In everything from the line containing "[point] every instance of the car" down to the last of the lines, change "car on road" to "vehicle on the road" and leave all else as it is. Give back only that stretch of lines.
━━━ SUPPLIED RECORDS ━━━
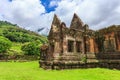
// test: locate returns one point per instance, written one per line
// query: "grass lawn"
(31, 71)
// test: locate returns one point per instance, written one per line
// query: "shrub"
(31, 48)
(5, 44)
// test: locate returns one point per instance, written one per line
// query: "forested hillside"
(19, 38)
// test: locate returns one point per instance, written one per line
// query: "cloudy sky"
(35, 14)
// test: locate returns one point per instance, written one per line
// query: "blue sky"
(35, 14)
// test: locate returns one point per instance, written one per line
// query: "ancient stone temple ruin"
(80, 47)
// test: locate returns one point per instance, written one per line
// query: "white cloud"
(53, 3)
(28, 13)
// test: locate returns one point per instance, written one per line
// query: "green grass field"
(31, 71)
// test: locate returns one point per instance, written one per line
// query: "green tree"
(31, 48)
(5, 44)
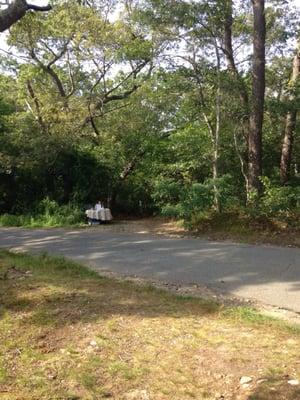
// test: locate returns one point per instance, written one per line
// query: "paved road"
(266, 273)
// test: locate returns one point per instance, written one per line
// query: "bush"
(185, 200)
(48, 213)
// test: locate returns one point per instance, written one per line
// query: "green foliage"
(48, 214)
(186, 200)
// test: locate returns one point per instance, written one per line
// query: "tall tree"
(258, 96)
(290, 122)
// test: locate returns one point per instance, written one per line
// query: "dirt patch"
(75, 335)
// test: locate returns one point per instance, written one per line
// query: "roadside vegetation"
(67, 333)
(171, 111)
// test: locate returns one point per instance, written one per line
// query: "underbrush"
(47, 214)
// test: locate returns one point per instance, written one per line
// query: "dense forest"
(174, 107)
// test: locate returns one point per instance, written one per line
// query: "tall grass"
(47, 214)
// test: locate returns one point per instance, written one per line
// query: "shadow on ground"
(267, 274)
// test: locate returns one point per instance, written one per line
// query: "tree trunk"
(242, 91)
(258, 96)
(290, 125)
(15, 11)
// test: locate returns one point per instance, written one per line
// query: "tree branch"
(15, 11)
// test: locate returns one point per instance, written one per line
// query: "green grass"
(68, 333)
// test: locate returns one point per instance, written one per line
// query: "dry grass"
(66, 333)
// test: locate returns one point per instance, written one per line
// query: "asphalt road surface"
(268, 274)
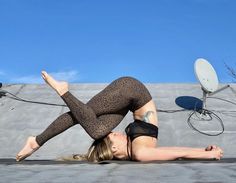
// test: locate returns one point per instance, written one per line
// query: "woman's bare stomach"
(146, 141)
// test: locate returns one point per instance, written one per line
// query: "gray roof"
(20, 119)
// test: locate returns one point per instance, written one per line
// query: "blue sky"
(156, 41)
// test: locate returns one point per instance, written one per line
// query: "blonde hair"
(100, 150)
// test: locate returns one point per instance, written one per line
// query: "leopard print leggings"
(103, 112)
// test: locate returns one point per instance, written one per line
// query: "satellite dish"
(206, 75)
(207, 78)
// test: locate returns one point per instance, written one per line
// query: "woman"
(103, 113)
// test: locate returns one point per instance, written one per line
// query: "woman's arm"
(172, 153)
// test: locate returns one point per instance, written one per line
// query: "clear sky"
(156, 41)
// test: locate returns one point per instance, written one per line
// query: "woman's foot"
(61, 87)
(30, 147)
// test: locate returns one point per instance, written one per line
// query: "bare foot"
(30, 147)
(61, 87)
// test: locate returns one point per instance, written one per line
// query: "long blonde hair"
(100, 150)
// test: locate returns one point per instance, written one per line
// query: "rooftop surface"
(175, 102)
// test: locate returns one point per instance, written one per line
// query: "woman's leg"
(107, 109)
(101, 114)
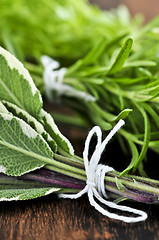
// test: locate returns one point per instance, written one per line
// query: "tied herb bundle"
(32, 147)
(121, 80)
(120, 75)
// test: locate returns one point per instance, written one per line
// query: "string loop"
(53, 80)
(95, 179)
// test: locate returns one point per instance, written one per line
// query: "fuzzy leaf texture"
(18, 88)
(22, 148)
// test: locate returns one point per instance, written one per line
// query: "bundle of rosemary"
(36, 159)
(108, 78)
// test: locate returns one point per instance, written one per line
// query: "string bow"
(95, 172)
(53, 80)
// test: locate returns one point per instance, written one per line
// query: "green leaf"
(54, 132)
(121, 57)
(22, 148)
(122, 115)
(146, 137)
(140, 63)
(16, 85)
(120, 186)
(135, 156)
(3, 109)
(18, 112)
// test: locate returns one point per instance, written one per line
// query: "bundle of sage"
(33, 148)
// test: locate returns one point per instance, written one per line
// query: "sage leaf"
(22, 148)
(20, 113)
(54, 132)
(122, 56)
(16, 84)
(11, 193)
(3, 109)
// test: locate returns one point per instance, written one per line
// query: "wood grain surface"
(49, 218)
(52, 218)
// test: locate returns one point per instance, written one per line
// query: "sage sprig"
(27, 152)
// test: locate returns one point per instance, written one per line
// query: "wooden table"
(49, 217)
(52, 218)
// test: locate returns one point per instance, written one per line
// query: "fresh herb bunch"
(32, 147)
(123, 78)
(58, 27)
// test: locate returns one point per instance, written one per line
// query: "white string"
(95, 179)
(53, 80)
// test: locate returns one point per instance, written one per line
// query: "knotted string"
(95, 178)
(53, 80)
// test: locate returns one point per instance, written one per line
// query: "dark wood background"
(52, 218)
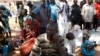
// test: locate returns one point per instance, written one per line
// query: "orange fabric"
(27, 46)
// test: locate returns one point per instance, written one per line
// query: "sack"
(27, 46)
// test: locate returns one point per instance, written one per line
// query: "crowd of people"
(46, 29)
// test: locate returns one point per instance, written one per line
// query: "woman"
(29, 34)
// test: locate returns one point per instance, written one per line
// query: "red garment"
(27, 46)
(97, 9)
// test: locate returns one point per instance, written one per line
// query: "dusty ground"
(15, 33)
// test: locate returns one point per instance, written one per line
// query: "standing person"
(22, 17)
(5, 14)
(76, 14)
(62, 19)
(43, 17)
(49, 44)
(29, 34)
(52, 11)
(97, 15)
(88, 13)
(82, 3)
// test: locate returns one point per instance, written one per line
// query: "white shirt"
(87, 12)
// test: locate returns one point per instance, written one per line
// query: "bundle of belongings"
(3, 43)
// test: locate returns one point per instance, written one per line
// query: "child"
(70, 43)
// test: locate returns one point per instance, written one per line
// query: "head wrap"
(28, 21)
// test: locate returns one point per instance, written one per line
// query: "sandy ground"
(15, 33)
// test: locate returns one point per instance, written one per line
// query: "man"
(97, 15)
(43, 17)
(62, 14)
(49, 44)
(5, 16)
(52, 10)
(88, 13)
(76, 14)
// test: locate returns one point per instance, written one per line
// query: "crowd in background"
(51, 28)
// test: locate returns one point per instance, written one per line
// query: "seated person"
(49, 43)
(30, 29)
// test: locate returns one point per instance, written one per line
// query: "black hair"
(70, 36)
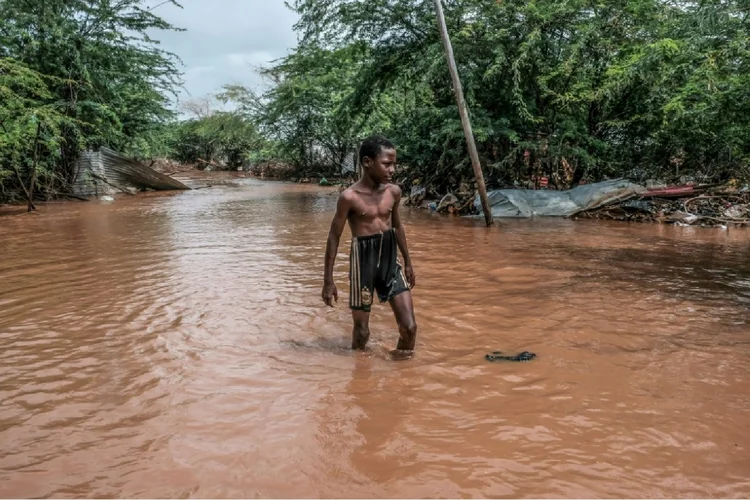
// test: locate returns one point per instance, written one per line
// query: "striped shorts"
(375, 268)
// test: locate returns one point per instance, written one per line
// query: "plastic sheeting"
(549, 203)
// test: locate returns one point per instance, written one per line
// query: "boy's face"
(381, 169)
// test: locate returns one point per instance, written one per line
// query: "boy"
(371, 207)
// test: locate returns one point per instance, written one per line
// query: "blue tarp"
(549, 203)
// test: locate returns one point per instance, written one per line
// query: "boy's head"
(377, 155)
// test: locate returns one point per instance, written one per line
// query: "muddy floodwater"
(176, 345)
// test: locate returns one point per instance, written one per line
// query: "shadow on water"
(711, 273)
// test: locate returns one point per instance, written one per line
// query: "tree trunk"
(463, 111)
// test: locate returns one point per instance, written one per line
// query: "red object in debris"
(676, 191)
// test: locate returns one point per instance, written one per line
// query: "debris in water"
(498, 356)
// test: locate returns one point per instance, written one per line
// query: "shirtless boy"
(371, 208)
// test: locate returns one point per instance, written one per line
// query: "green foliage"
(229, 138)
(568, 89)
(77, 74)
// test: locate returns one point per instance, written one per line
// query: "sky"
(224, 40)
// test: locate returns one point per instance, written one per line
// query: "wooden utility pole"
(464, 112)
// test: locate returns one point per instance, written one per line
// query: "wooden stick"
(463, 111)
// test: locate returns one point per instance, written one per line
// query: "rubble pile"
(170, 167)
(683, 205)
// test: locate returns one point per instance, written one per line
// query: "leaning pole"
(464, 112)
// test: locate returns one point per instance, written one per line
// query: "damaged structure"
(548, 203)
(107, 172)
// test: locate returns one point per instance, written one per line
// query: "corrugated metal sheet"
(108, 172)
(90, 173)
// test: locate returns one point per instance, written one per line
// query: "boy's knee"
(409, 329)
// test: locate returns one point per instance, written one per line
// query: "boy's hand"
(330, 293)
(410, 276)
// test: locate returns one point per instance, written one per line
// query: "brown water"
(176, 345)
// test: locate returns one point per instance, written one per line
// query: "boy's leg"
(361, 330)
(403, 309)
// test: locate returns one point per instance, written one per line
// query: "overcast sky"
(224, 39)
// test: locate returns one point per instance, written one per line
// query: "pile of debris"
(616, 199)
(710, 206)
(171, 167)
(460, 203)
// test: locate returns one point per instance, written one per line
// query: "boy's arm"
(401, 238)
(334, 235)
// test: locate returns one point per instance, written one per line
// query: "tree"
(103, 77)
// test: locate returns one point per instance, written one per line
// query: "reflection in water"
(176, 345)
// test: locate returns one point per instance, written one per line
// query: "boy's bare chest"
(373, 206)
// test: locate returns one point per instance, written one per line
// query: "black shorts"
(374, 267)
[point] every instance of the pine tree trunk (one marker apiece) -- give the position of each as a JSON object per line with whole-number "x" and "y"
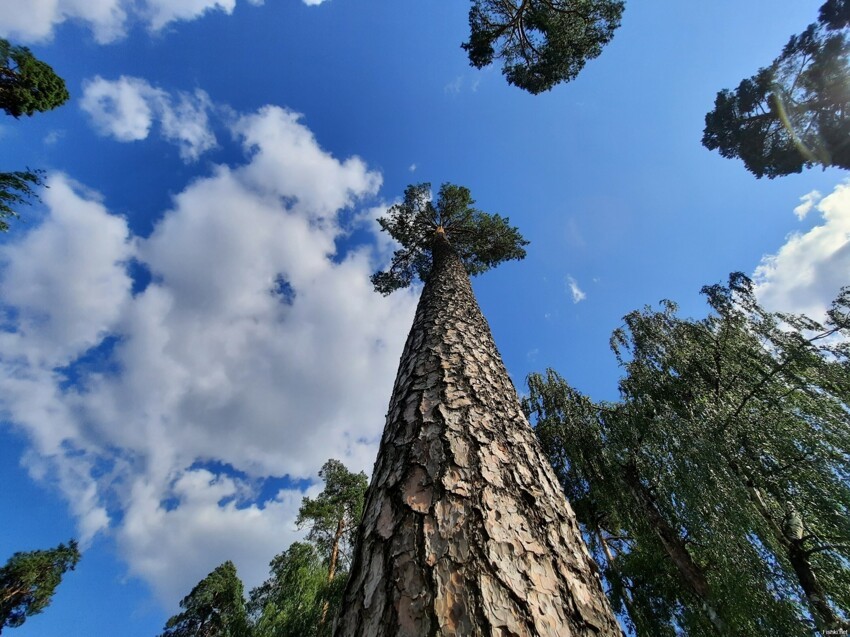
{"x": 466, "y": 531}
{"x": 340, "y": 527}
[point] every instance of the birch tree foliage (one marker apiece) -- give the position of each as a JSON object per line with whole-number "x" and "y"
{"x": 541, "y": 43}
{"x": 481, "y": 240}
{"x": 795, "y": 113}
{"x": 738, "y": 424}
{"x": 290, "y": 602}
{"x": 214, "y": 608}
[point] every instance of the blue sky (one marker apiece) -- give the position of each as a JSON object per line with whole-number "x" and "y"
{"x": 188, "y": 329}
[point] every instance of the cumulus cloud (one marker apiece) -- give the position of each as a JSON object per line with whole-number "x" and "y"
{"x": 805, "y": 274}
{"x": 127, "y": 109}
{"x": 808, "y": 202}
{"x": 108, "y": 20}
{"x": 575, "y": 291}
{"x": 257, "y": 351}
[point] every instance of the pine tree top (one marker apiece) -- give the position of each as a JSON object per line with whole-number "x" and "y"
{"x": 481, "y": 240}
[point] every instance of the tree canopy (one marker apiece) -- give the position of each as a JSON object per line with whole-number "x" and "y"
{"x": 27, "y": 84}
{"x": 214, "y": 608}
{"x": 540, "y": 42}
{"x": 719, "y": 481}
{"x": 334, "y": 514}
{"x": 295, "y": 598}
{"x": 794, "y": 113}
{"x": 16, "y": 188}
{"x": 481, "y": 240}
{"x": 29, "y": 580}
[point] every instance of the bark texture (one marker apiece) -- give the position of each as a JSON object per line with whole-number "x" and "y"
{"x": 466, "y": 530}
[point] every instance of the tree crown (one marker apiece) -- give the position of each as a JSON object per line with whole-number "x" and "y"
{"x": 27, "y": 84}
{"x": 481, "y": 240}
{"x": 214, "y": 608}
{"x": 541, "y": 42}
{"x": 795, "y": 113}
{"x": 29, "y": 579}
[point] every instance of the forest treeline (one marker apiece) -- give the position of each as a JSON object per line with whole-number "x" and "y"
{"x": 713, "y": 494}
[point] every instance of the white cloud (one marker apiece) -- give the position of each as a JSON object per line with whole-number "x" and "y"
{"x": 208, "y": 366}
{"x": 809, "y": 201}
{"x": 575, "y": 290}
{"x": 35, "y": 20}
{"x": 128, "y": 107}
{"x": 455, "y": 86}
{"x": 806, "y": 273}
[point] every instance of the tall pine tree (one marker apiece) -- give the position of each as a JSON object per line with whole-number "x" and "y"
{"x": 465, "y": 529}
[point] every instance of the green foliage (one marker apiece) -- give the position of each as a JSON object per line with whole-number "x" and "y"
{"x": 16, "y": 188}
{"x": 481, "y": 240}
{"x": 739, "y": 426}
{"x": 214, "y": 608}
{"x": 540, "y": 42}
{"x": 304, "y": 591}
{"x": 29, "y": 580}
{"x": 27, "y": 84}
{"x": 334, "y": 514}
{"x": 796, "y": 112}
{"x": 291, "y": 602}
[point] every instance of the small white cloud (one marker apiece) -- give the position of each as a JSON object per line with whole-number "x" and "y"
{"x": 809, "y": 201}
{"x": 53, "y": 136}
{"x": 127, "y": 108}
{"x": 575, "y": 290}
{"x": 454, "y": 87}
{"x": 120, "y": 108}
{"x": 806, "y": 273}
{"x": 108, "y": 20}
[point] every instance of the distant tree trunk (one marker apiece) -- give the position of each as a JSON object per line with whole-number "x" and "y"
{"x": 466, "y": 530}
{"x": 340, "y": 527}
{"x": 796, "y": 554}
{"x": 691, "y": 575}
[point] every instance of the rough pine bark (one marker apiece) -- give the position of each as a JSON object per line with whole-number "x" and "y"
{"x": 465, "y": 531}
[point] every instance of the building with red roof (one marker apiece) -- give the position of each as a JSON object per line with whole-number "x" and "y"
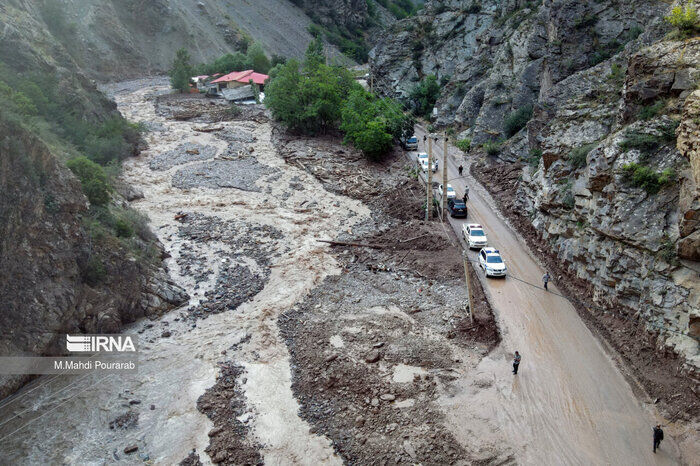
{"x": 240, "y": 78}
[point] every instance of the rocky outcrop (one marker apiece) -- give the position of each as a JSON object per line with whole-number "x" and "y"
{"x": 494, "y": 57}
{"x": 346, "y": 13}
{"x": 689, "y": 202}
{"x": 607, "y": 94}
{"x": 47, "y": 259}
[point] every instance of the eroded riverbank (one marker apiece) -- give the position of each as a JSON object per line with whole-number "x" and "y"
{"x": 273, "y": 359}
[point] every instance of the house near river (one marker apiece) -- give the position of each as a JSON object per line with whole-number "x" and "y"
{"x": 236, "y": 86}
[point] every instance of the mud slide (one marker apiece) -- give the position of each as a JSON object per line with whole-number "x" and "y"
{"x": 245, "y": 249}
{"x": 569, "y": 403}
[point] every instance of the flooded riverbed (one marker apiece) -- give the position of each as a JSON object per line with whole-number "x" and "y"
{"x": 245, "y": 249}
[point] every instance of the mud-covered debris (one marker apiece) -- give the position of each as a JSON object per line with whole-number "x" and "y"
{"x": 125, "y": 421}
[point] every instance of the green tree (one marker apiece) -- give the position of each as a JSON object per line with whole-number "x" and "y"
{"x": 181, "y": 71}
{"x": 93, "y": 179}
{"x": 257, "y": 59}
{"x": 308, "y": 98}
{"x": 424, "y": 95}
{"x": 371, "y": 124}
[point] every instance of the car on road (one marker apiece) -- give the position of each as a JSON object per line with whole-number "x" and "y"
{"x": 423, "y": 162}
{"x": 410, "y": 143}
{"x": 491, "y": 261}
{"x": 474, "y": 235}
{"x": 451, "y": 193}
{"x": 457, "y": 208}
━━━
- _WORKED SOLUTION_
[point] every instance of the vehicle on the road (one marker apiece) -- give the position of each as a JSON object per line with whole-number "x" and "y"
{"x": 423, "y": 162}
{"x": 410, "y": 143}
{"x": 491, "y": 261}
{"x": 474, "y": 235}
{"x": 451, "y": 193}
{"x": 457, "y": 208}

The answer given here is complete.